• [Your task]:
Copy out, exactly as given, every line from the line with "like (259, 131)." to the end of the listing, both of those lines included.

begin Data for this exercise

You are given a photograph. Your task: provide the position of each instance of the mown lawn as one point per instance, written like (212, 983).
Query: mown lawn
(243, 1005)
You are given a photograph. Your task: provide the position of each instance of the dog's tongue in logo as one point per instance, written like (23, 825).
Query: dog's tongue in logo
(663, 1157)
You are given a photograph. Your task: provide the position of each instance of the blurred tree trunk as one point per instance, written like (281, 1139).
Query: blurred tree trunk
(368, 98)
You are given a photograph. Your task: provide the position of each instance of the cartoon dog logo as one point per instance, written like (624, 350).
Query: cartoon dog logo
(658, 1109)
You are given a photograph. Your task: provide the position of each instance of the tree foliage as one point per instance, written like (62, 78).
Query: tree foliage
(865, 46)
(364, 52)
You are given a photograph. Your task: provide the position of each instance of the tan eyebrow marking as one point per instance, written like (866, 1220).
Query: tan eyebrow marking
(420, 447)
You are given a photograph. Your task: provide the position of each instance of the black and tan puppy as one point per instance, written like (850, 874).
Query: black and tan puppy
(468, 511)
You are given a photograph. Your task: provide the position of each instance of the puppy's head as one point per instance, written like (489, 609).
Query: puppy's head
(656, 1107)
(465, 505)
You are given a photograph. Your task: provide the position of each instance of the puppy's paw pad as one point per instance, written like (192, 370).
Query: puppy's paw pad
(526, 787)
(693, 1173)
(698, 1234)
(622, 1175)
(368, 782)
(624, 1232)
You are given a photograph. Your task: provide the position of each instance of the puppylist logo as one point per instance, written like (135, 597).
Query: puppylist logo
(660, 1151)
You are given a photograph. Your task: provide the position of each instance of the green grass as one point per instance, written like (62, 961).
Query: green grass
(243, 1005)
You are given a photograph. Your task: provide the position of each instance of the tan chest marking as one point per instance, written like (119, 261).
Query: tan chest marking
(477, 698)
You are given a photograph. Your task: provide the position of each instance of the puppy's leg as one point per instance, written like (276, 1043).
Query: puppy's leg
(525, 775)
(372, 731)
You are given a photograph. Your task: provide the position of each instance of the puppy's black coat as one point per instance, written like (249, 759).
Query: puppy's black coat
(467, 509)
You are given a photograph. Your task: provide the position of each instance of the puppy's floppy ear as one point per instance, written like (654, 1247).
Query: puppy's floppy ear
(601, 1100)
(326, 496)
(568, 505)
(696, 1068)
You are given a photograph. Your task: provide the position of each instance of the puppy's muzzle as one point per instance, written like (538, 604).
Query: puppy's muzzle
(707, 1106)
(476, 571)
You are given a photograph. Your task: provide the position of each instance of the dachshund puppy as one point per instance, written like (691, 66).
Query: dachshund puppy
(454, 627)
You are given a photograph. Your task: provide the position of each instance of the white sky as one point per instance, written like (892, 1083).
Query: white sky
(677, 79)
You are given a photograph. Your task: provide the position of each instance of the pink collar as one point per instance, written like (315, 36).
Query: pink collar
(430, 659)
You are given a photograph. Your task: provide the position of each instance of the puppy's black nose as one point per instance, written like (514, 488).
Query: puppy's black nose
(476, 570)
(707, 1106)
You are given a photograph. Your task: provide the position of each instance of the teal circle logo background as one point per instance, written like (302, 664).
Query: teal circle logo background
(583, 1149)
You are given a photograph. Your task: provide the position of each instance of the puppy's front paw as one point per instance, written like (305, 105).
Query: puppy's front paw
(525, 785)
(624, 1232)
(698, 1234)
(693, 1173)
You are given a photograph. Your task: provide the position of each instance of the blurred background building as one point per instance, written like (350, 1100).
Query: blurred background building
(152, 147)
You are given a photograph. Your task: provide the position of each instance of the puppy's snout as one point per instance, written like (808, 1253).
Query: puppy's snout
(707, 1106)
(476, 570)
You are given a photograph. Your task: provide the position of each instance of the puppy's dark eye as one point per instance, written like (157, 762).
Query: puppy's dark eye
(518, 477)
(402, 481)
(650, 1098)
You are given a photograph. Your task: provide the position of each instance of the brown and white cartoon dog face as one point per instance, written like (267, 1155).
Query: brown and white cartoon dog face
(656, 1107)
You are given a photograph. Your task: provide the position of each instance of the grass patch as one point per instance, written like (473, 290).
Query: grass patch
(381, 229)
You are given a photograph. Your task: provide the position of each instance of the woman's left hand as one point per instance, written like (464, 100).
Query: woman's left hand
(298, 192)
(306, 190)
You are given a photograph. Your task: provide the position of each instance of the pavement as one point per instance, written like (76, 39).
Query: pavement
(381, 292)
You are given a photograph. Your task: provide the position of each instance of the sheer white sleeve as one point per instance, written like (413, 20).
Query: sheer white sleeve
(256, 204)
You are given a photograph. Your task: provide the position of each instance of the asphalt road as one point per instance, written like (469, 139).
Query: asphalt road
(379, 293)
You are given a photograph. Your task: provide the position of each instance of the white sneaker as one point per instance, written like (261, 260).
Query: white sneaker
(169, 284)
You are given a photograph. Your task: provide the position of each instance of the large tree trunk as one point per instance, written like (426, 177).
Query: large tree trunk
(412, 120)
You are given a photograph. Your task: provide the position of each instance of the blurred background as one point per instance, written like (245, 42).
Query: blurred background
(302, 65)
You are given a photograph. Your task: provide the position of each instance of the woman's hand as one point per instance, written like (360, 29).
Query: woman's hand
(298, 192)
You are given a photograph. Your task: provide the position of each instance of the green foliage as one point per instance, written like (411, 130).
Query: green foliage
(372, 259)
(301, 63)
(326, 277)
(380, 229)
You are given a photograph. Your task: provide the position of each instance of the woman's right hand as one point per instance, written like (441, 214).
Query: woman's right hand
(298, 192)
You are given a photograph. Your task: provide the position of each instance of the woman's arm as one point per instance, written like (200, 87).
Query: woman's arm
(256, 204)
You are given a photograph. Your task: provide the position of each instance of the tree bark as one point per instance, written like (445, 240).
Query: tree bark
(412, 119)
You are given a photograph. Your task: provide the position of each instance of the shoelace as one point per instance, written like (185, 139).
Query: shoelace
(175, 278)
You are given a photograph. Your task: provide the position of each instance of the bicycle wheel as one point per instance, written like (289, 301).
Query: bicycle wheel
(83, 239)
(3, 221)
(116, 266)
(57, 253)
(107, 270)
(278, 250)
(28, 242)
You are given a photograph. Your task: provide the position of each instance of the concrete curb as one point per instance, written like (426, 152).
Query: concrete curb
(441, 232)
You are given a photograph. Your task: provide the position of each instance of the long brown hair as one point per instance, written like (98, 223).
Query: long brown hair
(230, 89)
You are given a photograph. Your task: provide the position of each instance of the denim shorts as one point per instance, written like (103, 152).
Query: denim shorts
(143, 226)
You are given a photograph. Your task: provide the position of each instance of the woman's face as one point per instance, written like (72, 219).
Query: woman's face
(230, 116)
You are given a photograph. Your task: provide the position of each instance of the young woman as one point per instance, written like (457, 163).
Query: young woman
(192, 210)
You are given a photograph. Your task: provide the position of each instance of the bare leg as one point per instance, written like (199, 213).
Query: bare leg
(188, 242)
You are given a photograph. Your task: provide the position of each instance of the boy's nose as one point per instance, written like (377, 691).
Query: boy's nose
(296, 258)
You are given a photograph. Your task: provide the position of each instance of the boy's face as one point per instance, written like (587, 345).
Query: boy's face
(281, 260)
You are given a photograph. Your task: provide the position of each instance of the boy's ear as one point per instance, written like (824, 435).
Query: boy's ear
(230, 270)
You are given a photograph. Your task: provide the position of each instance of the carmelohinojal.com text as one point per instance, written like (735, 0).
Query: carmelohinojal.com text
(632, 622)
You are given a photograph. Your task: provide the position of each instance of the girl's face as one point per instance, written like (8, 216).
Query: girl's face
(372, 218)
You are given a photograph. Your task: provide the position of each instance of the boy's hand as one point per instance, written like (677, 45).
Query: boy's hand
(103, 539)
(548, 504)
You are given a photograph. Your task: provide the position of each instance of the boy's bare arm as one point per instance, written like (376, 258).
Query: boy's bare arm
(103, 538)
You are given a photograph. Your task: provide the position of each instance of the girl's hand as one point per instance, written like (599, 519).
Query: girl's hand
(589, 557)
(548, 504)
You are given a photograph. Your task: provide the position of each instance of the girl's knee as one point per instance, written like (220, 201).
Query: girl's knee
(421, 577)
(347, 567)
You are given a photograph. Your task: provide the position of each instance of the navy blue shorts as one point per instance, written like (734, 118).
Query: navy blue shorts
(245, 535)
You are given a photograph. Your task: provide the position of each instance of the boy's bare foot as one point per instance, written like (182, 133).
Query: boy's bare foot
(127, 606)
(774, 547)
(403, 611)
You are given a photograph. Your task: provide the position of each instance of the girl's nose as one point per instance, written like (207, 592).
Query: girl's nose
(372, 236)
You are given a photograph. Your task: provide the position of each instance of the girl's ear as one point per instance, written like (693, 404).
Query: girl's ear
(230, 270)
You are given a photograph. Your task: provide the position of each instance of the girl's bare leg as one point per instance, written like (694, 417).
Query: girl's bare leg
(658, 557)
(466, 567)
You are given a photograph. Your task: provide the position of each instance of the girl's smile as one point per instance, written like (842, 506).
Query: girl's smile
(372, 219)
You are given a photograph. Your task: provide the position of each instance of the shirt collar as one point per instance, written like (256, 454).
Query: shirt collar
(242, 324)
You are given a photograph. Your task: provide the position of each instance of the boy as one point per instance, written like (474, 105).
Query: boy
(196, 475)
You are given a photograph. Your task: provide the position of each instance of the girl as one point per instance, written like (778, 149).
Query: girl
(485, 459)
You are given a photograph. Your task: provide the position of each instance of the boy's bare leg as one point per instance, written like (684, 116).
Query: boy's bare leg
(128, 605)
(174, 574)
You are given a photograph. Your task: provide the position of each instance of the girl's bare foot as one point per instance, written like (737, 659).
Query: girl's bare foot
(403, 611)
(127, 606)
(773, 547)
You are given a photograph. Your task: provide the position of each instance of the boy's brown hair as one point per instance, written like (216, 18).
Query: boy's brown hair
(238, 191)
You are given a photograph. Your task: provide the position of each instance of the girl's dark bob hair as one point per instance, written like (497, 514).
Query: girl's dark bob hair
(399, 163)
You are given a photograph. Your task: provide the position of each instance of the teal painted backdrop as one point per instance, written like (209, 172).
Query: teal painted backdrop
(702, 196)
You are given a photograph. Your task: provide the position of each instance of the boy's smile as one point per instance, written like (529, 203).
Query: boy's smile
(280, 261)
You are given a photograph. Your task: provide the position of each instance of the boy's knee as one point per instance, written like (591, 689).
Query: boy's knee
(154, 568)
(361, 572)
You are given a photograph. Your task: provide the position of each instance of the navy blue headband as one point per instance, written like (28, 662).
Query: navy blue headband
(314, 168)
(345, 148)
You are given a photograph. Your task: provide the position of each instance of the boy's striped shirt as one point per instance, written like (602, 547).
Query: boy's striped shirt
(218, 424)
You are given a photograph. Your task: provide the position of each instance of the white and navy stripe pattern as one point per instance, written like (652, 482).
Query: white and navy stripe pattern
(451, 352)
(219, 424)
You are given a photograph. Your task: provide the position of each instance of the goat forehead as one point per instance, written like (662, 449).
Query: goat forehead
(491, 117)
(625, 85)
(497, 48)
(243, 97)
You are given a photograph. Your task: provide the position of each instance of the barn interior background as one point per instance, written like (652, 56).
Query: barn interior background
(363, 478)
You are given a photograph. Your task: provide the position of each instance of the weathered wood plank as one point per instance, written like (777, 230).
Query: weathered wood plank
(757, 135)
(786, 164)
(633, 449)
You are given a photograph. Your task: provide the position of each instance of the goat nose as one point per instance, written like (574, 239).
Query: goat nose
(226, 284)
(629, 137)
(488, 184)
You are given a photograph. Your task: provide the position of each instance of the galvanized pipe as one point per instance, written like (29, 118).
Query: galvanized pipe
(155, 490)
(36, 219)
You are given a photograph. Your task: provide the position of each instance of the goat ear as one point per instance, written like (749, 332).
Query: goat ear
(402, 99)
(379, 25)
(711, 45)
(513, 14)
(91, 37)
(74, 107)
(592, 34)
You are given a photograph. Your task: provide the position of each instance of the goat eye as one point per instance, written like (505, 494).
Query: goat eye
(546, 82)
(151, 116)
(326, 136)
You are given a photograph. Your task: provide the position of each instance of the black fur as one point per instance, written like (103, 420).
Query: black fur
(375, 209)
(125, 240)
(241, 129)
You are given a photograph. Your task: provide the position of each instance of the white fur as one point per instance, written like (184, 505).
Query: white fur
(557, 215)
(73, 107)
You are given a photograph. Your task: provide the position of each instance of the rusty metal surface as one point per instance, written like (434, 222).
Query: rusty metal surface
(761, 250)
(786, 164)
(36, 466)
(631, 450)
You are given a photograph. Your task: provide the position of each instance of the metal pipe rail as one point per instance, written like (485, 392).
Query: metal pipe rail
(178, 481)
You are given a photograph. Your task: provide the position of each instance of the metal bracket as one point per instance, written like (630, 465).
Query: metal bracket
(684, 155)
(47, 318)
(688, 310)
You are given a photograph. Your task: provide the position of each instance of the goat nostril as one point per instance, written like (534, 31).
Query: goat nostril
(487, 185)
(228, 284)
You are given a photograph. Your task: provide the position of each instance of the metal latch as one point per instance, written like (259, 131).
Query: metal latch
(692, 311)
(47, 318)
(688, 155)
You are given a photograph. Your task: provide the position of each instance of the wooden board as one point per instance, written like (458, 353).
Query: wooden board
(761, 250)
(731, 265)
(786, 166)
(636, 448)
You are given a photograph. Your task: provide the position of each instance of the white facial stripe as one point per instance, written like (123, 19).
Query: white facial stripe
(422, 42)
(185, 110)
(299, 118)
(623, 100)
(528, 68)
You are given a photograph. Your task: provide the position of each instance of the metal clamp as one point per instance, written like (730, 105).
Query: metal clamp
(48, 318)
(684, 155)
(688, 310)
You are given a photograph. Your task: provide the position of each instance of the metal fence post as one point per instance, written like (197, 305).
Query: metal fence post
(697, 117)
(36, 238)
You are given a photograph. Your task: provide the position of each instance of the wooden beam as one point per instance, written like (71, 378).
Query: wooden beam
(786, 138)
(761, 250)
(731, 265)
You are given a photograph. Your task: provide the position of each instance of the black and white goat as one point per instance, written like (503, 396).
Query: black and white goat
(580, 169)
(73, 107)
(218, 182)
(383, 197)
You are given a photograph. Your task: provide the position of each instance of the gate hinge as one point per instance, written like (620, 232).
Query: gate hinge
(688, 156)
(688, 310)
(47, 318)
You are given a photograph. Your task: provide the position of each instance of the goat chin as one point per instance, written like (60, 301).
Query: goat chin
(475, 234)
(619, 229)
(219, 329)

end Data for this exercise

• [Problem solution]:
You are given a photograph. Your task: provide the position of each instance of the metal latch as one point per instance, written like (259, 131).
Query: metal latch
(692, 311)
(47, 318)
(688, 155)
You are given a photograph. Your task: provide the position of each instance of the wooden board as one point per instance, written like (458, 353).
Query: wooden board
(761, 250)
(731, 265)
(786, 166)
(636, 448)
You are given a photograph. Your task: provide the position of each instance of the white facial stripe as one point per instance, written like (123, 19).
Query: white facial stripe
(422, 42)
(185, 110)
(299, 118)
(623, 100)
(528, 68)
You are given a photograph. Your task: provide the position of each instance of the metal clamp as one point per instance, written like (730, 105).
Query: metal clamp
(48, 318)
(684, 155)
(688, 310)
You are given a photograph. Your task: provide the position of each instance of the metal fence post as one point per instance, written like (197, 305).
Query: metal fence post
(697, 117)
(36, 238)
You are given a photograph. Your task: provide the position of each instance of the wooden beam as one point per instance, written like (71, 378).
Query: wooden beam
(786, 138)
(761, 250)
(731, 265)
You are given a photograph. Your task: provide the position of each instance of the black and white goat as one point per instance, written like (503, 396).
Query: black and white goat
(580, 169)
(73, 107)
(218, 182)
(383, 197)
You are given a photograph. Your task: provide the position of each instance of the gate hinge as one point per instance, written like (620, 232).
Query: gate hinge
(688, 156)
(688, 310)
(47, 318)
You are given a photograph. Your task: provide the position of each instance of the goat chin as one point per instance, written like (60, 301).
Query: goat chin
(475, 234)
(619, 229)
(219, 329)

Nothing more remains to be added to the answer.